[Dataset excerpts Boundary: Start]
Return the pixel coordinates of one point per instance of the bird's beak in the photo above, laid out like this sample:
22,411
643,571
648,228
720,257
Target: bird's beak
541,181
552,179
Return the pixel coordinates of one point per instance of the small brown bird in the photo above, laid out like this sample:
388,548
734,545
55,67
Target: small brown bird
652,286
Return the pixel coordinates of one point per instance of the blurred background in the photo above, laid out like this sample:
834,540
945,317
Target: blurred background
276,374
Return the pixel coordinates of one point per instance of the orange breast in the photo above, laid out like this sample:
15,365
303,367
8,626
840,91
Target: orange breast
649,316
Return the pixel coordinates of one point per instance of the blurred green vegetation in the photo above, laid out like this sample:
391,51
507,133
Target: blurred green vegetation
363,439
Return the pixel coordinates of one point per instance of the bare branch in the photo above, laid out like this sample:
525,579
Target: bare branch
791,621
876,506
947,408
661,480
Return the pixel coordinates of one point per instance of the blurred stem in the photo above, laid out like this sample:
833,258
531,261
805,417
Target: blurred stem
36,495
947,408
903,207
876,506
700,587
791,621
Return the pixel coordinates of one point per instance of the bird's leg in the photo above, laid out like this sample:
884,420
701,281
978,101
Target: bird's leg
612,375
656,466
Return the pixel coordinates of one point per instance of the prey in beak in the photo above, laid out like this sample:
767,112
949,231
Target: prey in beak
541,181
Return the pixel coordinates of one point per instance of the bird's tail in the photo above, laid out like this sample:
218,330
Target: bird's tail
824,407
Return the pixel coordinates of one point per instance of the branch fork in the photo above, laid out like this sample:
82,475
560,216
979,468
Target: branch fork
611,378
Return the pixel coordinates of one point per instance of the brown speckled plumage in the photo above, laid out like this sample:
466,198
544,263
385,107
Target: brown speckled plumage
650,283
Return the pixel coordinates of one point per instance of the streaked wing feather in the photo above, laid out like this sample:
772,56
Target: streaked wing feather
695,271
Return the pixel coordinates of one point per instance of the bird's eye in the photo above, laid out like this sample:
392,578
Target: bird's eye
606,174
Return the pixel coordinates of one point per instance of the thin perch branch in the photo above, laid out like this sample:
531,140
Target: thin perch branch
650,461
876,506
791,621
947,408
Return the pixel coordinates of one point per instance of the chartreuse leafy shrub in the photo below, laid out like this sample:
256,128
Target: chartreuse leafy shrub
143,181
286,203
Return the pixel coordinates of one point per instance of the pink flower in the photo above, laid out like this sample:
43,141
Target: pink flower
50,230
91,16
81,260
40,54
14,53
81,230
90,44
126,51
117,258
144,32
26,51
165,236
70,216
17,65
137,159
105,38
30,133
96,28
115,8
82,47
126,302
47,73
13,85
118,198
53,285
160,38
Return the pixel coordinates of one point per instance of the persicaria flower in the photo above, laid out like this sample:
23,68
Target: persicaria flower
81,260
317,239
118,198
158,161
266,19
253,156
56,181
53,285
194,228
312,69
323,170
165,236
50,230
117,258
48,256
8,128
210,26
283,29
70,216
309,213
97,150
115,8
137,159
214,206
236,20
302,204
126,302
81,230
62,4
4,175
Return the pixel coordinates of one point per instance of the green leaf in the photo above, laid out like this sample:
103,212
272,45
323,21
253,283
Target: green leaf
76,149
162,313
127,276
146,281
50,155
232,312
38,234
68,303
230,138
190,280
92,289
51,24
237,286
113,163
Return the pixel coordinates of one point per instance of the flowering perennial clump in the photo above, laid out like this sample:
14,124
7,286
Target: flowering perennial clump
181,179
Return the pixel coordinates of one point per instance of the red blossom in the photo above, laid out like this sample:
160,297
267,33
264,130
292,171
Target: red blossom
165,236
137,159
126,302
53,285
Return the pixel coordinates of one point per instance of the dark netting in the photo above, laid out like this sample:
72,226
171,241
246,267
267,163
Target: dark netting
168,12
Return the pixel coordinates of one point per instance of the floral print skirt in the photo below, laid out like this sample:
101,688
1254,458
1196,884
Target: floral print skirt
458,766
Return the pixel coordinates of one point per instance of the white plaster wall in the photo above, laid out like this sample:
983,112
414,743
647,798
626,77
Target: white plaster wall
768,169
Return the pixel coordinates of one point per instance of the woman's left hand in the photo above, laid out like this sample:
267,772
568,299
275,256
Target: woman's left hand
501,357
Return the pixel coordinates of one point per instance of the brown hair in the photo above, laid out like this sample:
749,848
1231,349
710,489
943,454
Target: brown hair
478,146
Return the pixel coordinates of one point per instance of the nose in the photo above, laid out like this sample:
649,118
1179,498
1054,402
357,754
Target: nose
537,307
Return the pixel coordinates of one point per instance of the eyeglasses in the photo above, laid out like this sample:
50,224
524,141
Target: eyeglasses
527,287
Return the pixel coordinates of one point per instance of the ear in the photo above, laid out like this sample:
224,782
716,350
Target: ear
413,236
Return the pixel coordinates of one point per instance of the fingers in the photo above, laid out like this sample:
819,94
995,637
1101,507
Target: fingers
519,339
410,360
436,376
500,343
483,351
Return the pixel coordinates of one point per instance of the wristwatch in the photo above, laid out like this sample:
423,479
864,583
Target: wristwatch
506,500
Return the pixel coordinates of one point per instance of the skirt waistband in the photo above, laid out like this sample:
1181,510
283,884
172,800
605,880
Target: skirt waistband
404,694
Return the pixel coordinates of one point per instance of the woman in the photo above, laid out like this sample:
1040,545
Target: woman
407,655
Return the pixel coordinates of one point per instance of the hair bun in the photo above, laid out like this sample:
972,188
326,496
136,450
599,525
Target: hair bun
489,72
[Dataset excerpts Boundary: End]
Exact retyping of every entry is required.

- Exercise response:
Return the pixel coordinates of one point per instance of the bird's beak in the photo above, laid out like this sample:
22,411
643,571
648,228
720,257
Target: bird's beak
541,181
552,179
Return the pixel coordinates of one point per instance of the small brown bird in the photo above, laid out like this sample:
388,548
734,545
55,67
Target: small brown bird
652,286
Return the pixel coordinates of one point per instance of the blurred background in the photo above, laid out like this sample:
834,540
945,317
Target: blurred background
276,374
Return the pixel coordinates of one point per instance of the orange breast in the photo above, laid out like this sample:
15,365
303,367
8,626
840,91
Target: orange breast
649,316
Return the pixel coordinates of one point per instance of the blurred green vegetation in the photo above, laid out like this sample:
391,51
507,133
Target: blurred green vegetation
363,439
Return the pixel coordinates of one point per instance of the bare branch in the photo above, laid out like this sample:
525,579
Target: bare branch
791,621
876,506
947,408
661,480
Return the pixel coordinates of one point per instance of the blurred stem in the photo above, laid out like this sample:
833,258
531,261
805,417
Target: blurred stem
36,495
947,408
903,207
876,506
700,587
791,621
Return the pixel coordinates of one point per instance of the bird's leg in the photo above, laid out like this sample:
884,420
701,281
978,101
Target: bird's leg
612,375
656,466
Return the pixel coordinates of one point per instance of the prey in beak in the photo above, laid out like this sample:
767,112
949,231
Target: prey in beak
541,181
Return the pixel coordinates of one point per instance of the bird's tail in the photo above, laid out like this sample:
218,330
Target: bird's tail
824,407
Return the pixel coordinates of one point per instance of the branch fork in the photo above, laid out like this sample:
82,475
560,216
979,468
Target: branch fork
611,378
Return the pixel coordinates of one point per instance of the brown speckled plumage in the photo above, laid out like this sample:
466,198
544,263
385,107
Target: brown speckled plumage
650,283
Return the pixel coordinates of one point per instance of the streaked wing feather in the photo above, laid out like this sample:
772,56
Target: streaked wing feather
695,271
Return the pixel coordinates of one point per instance of the bird's eye in the photo above, laid out like this sample:
392,578
Target: bird's eye
606,174
Return the pixel coordinates of one point per instance of the thin perch branch in the photo above, laid out like this sample:
531,140
Target: thin perch branch
650,461
876,506
791,621
947,408
Return the pixel coordinates of one point per instance of the chartreuse leafy shrub in the photo below, laid out like this sample:
256,128
Target: chartreuse leafy shrub
143,181
286,203
Return the pixel coordinates of one point per instance of the pink flower in the photo above, laid out like this sample:
43,141
Target: pink flower
50,230
91,16
81,260
40,54
14,53
81,230
90,44
126,51
117,258
144,32
26,51
165,236
70,216
17,65
137,159
105,38
30,133
96,28
115,8
82,47
126,302
47,73
13,85
118,198
53,285
160,38
Return the pixel coordinates of one point per instance of the persicaria flower in the photo above, laid out like this sample:
23,68
Target: persicaria flower
81,260
317,239
118,198
158,161
266,19
253,156
56,181
53,285
194,228
312,69
323,170
165,236
50,230
117,258
48,256
8,128
210,26
283,29
70,216
309,213
97,150
115,8
137,159
214,206
236,20
302,204
126,302
81,230
62,4
4,175
Return the pixel coordinates of one point per instance of the green leaf in the photo above, laid out like this sample:
103,212
272,45
323,21
253,283
Target: green leaf
76,149
162,313
127,276
146,281
50,155
232,312
38,234
68,303
230,138
190,280
92,289
51,24
237,286
113,163
Return the pixel coordinates of one point per instance of the flowering perennial clump in the photo above, laid out like this sample:
14,124
7,286
Target: flowering perennial clump
181,179
Return the pixel coordinates of one point per instance of the red blossom in the photo above, laid out like this sample:
160,297
267,33
264,130
292,171
Target: red blossom
165,236
137,159
126,302
53,285
Return the pixel coordinates of one point per instance of the dark netting in the photo above, laid out like this sample:
72,226
171,241
246,267
267,163
Target: dark netting
168,12
Return the pixel coordinates of one point per instance of the floral print skirt in the photo below, laid out like this sample:
101,688
1254,458
1196,884
Target: floral print skirt
458,766
Return the pixel coordinates of one point per instance of the white plaster wall in the photo above, laid out like this sample:
983,112
414,743
647,798
626,77
Target: white plaster wall
768,169
Return the pixel coordinates of one point per instance of the woman's left hand in the photo above, laid out like this sample:
267,772
568,299
275,256
Target: woman's left hand
501,357
Return the pixel coordinates of one point per instance of the brown hair in the photo above, laid out like this sample:
749,848
1231,349
710,489
943,454
Target: brown hair
478,146
Return the pixel coordinates of one point per instance of the nose in the photo above, laid out like this sample:
649,118
1179,498
1054,402
357,754
Target: nose
537,307
Return the pixel coordinates of one point per instance of the eyeglasses in the photo above, laid out like this sample:
50,224
524,141
Target: eyeglasses
527,287
Return the pixel coordinates of one point per instance of the ear in the photo above, laid out like this sample:
224,782
716,350
Target: ear
413,236
Return the pixel coordinates of one point per instance of the fingers in the photo above, laid out like this sample:
819,94
995,637
1101,507
Target: fingers
519,339
410,360
436,376
500,343
483,351
Return the pixel coordinates of one point per instance of the wristwatch in the photo above, laid out like this sample:
423,479
864,583
Target: wristwatch
506,500
Return the pixel coordinates of one point per instance of the skirt waistband in the photo above, laid out like this sample:
1181,510
283,884
172,800
605,880
Target: skirt waistband
404,694
Return the pixel coordinates of one point per instance of the woman in the photo above, laid out like this sample:
1040,545
Target: woman
407,655
Return the pixel coordinates of one point per instance of the hair bun in the photo above, laid out like this sample:
972,188
326,496
136,450
599,525
Target: hair bun
489,72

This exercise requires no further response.